- [What is needed]
Repeat all of the lines below word for word, leaving out the pictures.
┄┄┄┄┄┄┄┄┄┄
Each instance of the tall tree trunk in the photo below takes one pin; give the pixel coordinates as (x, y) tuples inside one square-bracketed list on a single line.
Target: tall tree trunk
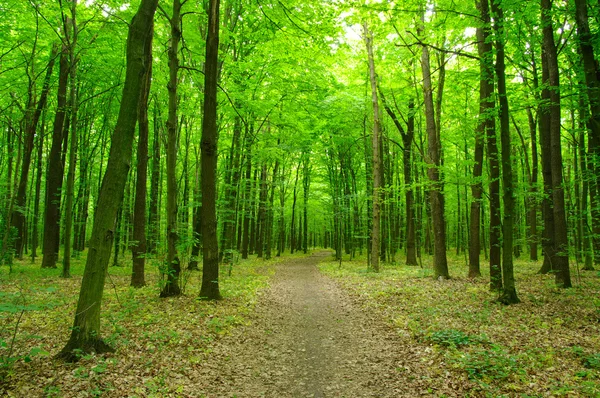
[(545, 146), (270, 213), (38, 188), (592, 89), (407, 138), (561, 259), (18, 213), (376, 227), (436, 197), (248, 202), (55, 170), (261, 219), (153, 206), (139, 212), (85, 333), (171, 287), (486, 104), (509, 292), (210, 274), (69, 195), (293, 222), (532, 201), (231, 189)]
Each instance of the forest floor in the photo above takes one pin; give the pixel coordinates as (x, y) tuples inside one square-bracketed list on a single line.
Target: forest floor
[(306, 326), (309, 338)]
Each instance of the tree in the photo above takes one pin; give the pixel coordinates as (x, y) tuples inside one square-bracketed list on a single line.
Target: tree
[(436, 196), (550, 58), (210, 249), (139, 248), (55, 169), (85, 333), (18, 214), (376, 226), (509, 292), (173, 266)]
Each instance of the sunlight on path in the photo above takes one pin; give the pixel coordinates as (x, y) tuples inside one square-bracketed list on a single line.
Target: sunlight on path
[(307, 339)]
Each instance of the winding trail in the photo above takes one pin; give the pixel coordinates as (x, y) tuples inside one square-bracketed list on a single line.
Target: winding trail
[(309, 338)]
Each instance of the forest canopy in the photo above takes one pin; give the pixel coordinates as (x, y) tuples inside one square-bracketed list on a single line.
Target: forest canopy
[(194, 134)]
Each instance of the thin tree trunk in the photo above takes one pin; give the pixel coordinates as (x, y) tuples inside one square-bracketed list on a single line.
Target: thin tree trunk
[(210, 274), (436, 197), (55, 170), (139, 212), (38, 188), (18, 213), (376, 227), (85, 333), (486, 103), (171, 287), (153, 205), (561, 258), (509, 292), (248, 202), (69, 195)]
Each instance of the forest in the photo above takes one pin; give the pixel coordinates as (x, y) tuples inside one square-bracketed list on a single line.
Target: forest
[(181, 176)]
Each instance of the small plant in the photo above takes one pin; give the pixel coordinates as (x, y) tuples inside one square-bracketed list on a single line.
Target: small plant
[(494, 364), (592, 361), (452, 338)]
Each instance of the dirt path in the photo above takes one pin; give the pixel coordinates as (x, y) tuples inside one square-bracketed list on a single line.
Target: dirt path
[(307, 338)]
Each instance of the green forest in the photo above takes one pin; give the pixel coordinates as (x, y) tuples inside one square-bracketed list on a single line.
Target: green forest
[(283, 198)]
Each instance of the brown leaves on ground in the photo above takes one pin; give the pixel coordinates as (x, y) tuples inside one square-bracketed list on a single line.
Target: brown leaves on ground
[(160, 342), (549, 345)]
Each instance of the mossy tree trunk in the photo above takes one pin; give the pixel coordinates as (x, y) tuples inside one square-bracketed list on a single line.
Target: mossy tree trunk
[(210, 247), (85, 333)]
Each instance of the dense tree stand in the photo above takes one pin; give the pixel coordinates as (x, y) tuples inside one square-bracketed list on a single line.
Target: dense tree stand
[(85, 334)]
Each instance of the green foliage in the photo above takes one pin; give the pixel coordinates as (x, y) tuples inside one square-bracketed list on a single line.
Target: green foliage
[(492, 364), (452, 338)]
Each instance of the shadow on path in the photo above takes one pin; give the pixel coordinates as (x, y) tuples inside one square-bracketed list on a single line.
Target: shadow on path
[(308, 338)]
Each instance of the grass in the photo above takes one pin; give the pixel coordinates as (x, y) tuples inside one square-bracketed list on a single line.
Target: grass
[(547, 345), (158, 341)]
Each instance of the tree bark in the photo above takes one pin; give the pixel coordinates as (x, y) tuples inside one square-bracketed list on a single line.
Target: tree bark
[(69, 195), (85, 333), (376, 215), (436, 197), (55, 170), (210, 274), (173, 268), (561, 259), (509, 292), (592, 89), (486, 104), (139, 211), (153, 203), (18, 214)]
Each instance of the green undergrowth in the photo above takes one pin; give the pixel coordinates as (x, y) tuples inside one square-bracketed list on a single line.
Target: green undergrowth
[(156, 340), (549, 344)]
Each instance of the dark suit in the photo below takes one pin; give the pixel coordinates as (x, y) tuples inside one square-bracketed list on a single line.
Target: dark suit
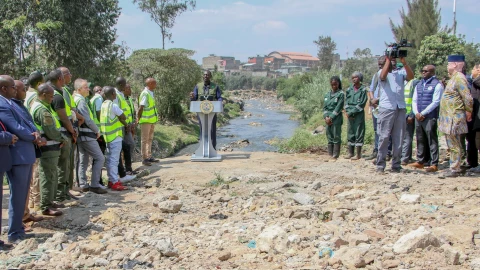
┄┄┄┄┄┄┄┄┄┄
- [Result of this exercise]
Each instance of the tall tree trunk in the photo below takes one pin; give the pixel coordinates as (x, y) tuples inside one square-bracketed list on a single line.
Target: tall tree trunk
[(545, 146), (270, 213), (38, 188), (592, 89), (407, 138), (561, 259), (18, 213), (376, 227), (436, 197), (248, 202), (55, 170), (261, 219), (153, 206), (139, 212), (85, 333), (171, 287), (486, 104), (509, 292), (210, 274), (69, 195), (293, 222), (532, 201), (231, 189)]
Each instance of the forest floor in the photo above takes one pin; give the pixel coordinates as (x, y) tuples inside one square-bracketed list on a single line.
Target: forest floor
[(306, 326), (309, 338)]
Each instance of the tree in the photo above takes one pin; give the pixel coordinates as (x, y) tuples inside one square-bracketed list on a single line.
Target: tree
[(436, 196), (550, 58), (210, 249), (139, 248), (55, 169), (85, 333), (18, 214), (376, 226), (509, 292), (173, 266)]
Each instance of the sunlight on path in the photo above takes one pin; give the pixel coordinates as (x, y) tuples inside one square-bracketed list on a single line.
Target: sunlight on path
[(307, 339)]
Each instance of the winding trail in the photo above takes one pin; give the pixel coordinates as (x, y) tuples inside one square-bracketed list on a single line.
Target: winding trail
[(309, 338)]
Each instance of the forest canopy in the photo above takes one pin; give the pixel coordinates as (x, y) tuples inside one square-bracketed list on a single line.
Target: forest canopy
[(194, 134)]
Each instance of the thin tree trunk in the photo above takes one pin; give the pixel coordinates as (x, y) tuples inside one square-bracketed list on a single line.
Target: thin tree trunk
[(210, 274), (436, 197), (55, 170), (139, 212), (38, 188), (18, 213), (376, 227), (85, 333), (486, 103), (171, 287), (153, 205), (561, 258), (509, 292), (248, 202), (69, 195)]
Each instance of the forest in the photo above takes one pin; give the pixel coordinates as (x, y) tuples inside one square-bracketed list on a single line.
Target: forest
[(181, 176)]
Each instance of the small plant in the photo above takes one pin; give the pixel coordinates as (x, y) tuples inside one square-bracketed list on a single line.
Target: small plant
[(494, 364), (592, 361), (452, 338)]
Each instance of the dirt path in the photo above takes one pin; give the pixel coordinates as (x, y) tuples inside one square-bracketed list on a single line.
Target: dirt path
[(307, 338)]
Each instance of the green forest in the photo above takes one pin; give the pixel coordinates as (x, y) tuples inside one square-bracketed list on a single line.
Target: green forest
[(283, 198)]
Each instance of the brown leaves on ground in the photo above takes one pin; give the pixel coordinates as (x, y) tuples inside one square-bracketed list on a single line.
Target: brown leaves on ground
[(160, 342), (549, 345)]
Each instance of the mossy tree trunk in the photo above takes one pin; give the pixel coordinates as (x, y) tuples inside one square-bracketed list on a single line.
Target: mossy tree trunk
[(210, 247), (85, 333)]
Each instance of the dense tree stand in the photo above takes one pin; give the pixel coordinates as (x, y) tuples inside one square-bracketed list on a single line.
Target: dense tree stand
[(85, 334)]
Each instance of the green foliage in the photo above takes one pin; give the pixel coordinates as (x, y) tuples inside one square-bracketed list on a single line.
Target: green foliage
[(492, 364), (452, 338)]
Each instance of the shadow on path in the photo above takes one pin; give the pixel coordinates as (x, y) tuples inside one square-bracketed list on a single line.
Target: shadow on path
[(308, 338)]
Each instance of the grass in the photo above takes one pin; give the pixel coordinates as (x, y) tuples inside one square-bracketed list on a single line.
Target: grass
[(547, 345), (158, 341)]
Each instance of the tree bark in the photo above takes one pin; give the pixel coordinates as (x, y) tuples inside one square-bracketed list on a single line.
Target: tree bark
[(69, 195), (85, 333), (376, 215), (436, 197), (55, 170), (210, 274), (173, 268), (561, 259), (509, 292), (592, 89), (486, 104), (139, 211), (153, 203), (18, 214)]
Each instance of the green undergrowth in the photo above takes one pin; give the pixel coordinates as (x, y) tuples inside one square-bracketed list on a single line.
Target: green undergrowth
[(156, 340), (549, 344)]
Each instance of the dark suit in the photo below takes one pin; give the pixel coordinates as (x, y) tuples inside one square-bracketed list on a single line.
Target: dark suit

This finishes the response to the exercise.